• Assignment:
Using the records that follow, copy every line containing the word "below".
'''
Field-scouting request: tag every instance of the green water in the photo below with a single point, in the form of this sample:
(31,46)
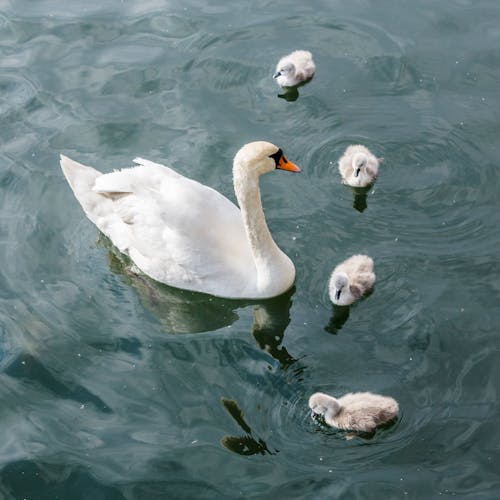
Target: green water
(114,387)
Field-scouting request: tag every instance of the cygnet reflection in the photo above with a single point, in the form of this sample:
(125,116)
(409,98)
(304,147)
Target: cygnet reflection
(246,444)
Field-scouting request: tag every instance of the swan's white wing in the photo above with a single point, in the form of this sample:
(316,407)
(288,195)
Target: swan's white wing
(176,230)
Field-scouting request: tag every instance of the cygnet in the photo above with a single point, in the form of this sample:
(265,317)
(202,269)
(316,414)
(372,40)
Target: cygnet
(356,411)
(295,68)
(351,279)
(358,166)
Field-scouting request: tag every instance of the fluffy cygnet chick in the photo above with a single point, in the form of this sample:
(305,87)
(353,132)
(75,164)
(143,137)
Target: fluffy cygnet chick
(356,411)
(294,68)
(351,279)
(358,166)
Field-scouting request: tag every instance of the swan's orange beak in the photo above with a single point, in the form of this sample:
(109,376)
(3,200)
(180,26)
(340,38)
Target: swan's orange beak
(284,164)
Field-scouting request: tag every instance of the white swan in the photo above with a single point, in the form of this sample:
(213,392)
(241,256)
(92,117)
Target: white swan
(188,235)
(358,167)
(358,411)
(295,68)
(351,279)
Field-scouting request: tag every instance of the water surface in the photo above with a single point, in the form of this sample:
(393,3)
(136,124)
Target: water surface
(113,386)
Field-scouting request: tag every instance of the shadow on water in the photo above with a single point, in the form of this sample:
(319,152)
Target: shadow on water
(243,445)
(339,317)
(291,94)
(359,198)
(182,311)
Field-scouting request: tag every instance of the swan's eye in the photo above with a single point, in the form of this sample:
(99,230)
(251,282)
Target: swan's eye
(277,156)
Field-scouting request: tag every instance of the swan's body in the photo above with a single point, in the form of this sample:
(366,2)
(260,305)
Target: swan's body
(358,167)
(351,279)
(295,68)
(358,411)
(185,234)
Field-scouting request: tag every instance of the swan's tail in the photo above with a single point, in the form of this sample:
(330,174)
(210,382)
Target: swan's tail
(81,180)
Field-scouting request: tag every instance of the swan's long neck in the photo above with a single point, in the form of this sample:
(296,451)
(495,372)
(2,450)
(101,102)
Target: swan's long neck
(275,271)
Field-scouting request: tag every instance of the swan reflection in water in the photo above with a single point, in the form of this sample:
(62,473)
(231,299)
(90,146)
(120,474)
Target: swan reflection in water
(246,444)
(339,317)
(359,198)
(183,311)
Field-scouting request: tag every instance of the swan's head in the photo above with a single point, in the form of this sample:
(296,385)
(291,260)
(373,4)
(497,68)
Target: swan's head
(285,73)
(340,282)
(321,404)
(260,157)
(359,163)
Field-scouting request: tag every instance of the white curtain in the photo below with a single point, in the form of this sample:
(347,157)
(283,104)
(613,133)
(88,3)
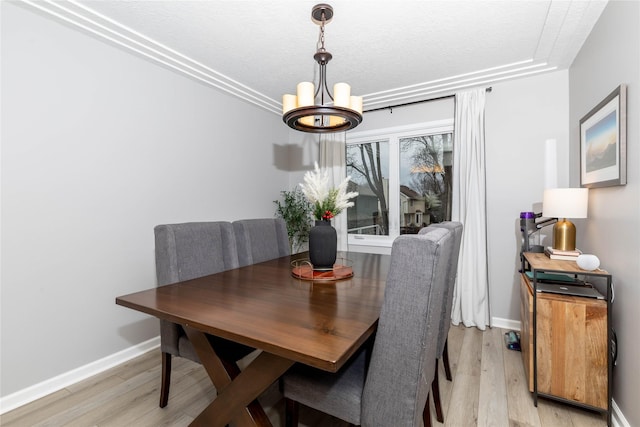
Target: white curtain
(471,292)
(333,157)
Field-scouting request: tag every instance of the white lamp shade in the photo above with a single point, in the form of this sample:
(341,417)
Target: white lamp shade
(565,202)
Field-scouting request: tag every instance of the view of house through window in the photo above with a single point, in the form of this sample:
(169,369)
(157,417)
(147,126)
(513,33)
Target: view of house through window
(403,178)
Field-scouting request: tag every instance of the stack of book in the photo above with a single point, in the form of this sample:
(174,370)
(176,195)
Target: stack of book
(563,255)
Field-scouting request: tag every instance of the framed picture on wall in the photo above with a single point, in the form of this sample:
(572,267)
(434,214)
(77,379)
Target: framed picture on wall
(603,142)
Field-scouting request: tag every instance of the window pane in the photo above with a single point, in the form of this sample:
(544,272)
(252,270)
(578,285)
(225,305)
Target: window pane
(368,166)
(425,181)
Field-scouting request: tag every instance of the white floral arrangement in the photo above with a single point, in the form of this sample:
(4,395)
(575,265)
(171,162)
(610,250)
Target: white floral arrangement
(327,202)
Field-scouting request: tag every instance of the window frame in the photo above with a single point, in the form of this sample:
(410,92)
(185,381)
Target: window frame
(392,135)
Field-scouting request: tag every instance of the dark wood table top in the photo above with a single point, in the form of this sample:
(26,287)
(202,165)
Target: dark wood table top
(262,305)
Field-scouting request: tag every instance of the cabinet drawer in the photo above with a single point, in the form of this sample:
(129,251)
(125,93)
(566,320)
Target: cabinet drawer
(572,348)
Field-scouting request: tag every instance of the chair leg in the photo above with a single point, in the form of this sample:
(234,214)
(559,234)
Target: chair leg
(426,414)
(445,360)
(435,389)
(166,379)
(291,411)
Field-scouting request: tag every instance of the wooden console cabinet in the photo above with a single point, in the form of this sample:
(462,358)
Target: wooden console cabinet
(566,340)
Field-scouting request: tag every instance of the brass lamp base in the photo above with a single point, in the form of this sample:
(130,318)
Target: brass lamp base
(564,235)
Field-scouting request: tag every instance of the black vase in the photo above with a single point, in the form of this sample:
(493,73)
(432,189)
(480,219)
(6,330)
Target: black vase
(323,243)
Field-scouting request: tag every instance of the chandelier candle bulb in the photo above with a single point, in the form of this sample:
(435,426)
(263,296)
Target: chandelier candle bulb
(341,95)
(289,102)
(355,103)
(305,94)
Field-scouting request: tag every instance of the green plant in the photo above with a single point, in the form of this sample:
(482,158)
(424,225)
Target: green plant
(295,209)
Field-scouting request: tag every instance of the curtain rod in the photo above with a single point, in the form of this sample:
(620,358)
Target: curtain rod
(391,107)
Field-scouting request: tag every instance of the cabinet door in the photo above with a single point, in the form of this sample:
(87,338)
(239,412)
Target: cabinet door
(526,331)
(572,348)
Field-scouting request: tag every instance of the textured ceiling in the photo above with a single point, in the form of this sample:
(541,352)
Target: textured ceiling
(389,52)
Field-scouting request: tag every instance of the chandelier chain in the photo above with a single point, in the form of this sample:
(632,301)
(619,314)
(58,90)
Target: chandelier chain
(321,35)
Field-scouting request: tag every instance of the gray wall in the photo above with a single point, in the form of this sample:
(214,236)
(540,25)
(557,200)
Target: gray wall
(98,147)
(609,57)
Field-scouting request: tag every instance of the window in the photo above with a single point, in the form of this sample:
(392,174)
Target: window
(403,177)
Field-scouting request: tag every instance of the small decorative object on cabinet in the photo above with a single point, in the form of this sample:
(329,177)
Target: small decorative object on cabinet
(566,337)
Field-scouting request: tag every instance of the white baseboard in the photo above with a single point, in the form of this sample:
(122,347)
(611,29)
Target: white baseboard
(498,322)
(617,417)
(36,391)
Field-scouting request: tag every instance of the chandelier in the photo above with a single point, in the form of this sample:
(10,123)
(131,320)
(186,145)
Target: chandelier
(301,112)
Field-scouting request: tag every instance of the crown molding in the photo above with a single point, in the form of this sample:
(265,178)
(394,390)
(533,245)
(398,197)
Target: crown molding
(88,20)
(450,85)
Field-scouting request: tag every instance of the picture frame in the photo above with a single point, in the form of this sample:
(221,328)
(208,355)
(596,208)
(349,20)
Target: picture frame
(603,142)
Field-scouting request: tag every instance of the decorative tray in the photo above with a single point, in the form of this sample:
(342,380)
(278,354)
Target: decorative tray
(303,269)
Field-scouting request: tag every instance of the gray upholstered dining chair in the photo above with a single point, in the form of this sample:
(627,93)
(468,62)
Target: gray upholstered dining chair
(261,239)
(187,251)
(445,320)
(387,385)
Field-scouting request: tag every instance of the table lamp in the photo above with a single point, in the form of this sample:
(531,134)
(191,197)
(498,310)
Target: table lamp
(565,203)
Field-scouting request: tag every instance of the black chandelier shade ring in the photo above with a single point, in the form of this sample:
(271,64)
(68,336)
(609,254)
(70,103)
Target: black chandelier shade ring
(351,118)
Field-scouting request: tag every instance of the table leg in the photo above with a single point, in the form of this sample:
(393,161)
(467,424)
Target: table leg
(237,391)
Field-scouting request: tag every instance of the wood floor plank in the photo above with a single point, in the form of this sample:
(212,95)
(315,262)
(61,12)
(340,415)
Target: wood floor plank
(492,402)
(519,400)
(34,411)
(128,395)
(466,383)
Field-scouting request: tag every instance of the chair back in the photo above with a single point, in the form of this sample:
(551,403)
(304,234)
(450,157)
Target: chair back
(401,368)
(261,239)
(452,271)
(194,249)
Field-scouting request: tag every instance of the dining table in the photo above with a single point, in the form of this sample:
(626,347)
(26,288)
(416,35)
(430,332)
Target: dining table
(282,308)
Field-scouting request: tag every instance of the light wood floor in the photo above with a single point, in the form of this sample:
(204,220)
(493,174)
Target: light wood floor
(488,389)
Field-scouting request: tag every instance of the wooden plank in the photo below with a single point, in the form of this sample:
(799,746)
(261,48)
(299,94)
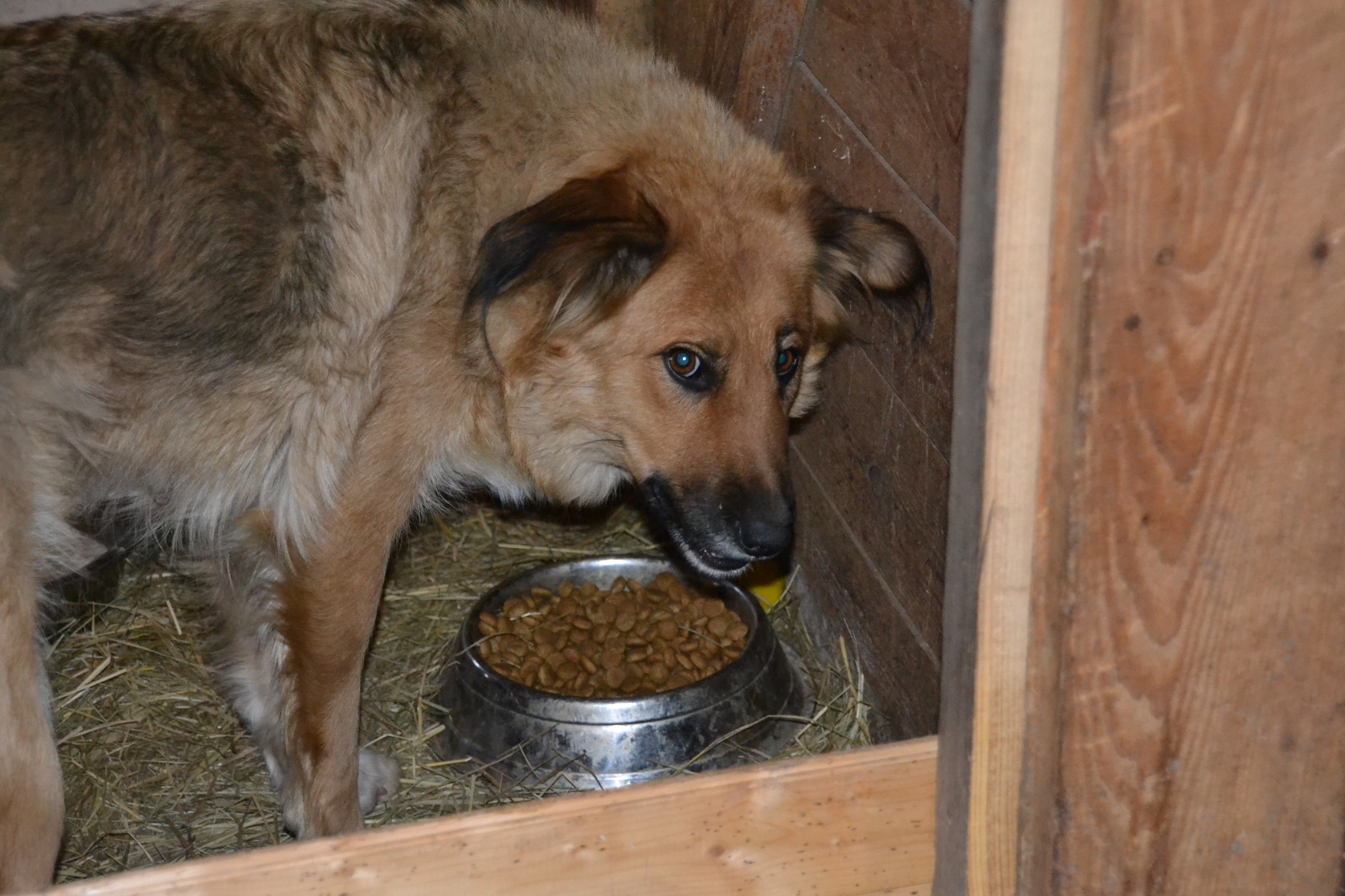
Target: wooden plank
(1028,121)
(835,825)
(821,142)
(888,488)
(844,597)
(1204,708)
(707,39)
(740,50)
(971,362)
(763,78)
(871,555)
(900,72)
(1076,217)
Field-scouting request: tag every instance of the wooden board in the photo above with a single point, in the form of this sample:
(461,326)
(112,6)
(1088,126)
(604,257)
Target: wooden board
(1160,700)
(1202,716)
(739,50)
(848,91)
(835,825)
(1028,120)
(900,73)
(966,463)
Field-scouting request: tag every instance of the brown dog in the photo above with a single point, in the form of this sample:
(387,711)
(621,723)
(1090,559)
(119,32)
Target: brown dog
(277,273)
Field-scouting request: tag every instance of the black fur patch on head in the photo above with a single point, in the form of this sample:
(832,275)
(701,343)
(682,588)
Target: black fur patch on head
(594,242)
(865,254)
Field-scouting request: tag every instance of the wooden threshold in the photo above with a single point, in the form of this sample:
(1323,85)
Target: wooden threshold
(852,824)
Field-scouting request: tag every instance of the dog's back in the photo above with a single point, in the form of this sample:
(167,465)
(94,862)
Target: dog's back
(249,254)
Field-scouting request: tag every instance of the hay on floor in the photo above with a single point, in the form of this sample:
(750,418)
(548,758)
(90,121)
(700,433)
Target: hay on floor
'''
• Your response:
Field-scouting request: tag every instance of the green water in the photo below with a single point, in the form of this sample:
Field-scouting request: tag every instance of the white curtain in the photo below with a single point, in the form of this sample:
Field-scouting request: tag every instance of the wooden plank in the photo below with a single point, in the form of this sample:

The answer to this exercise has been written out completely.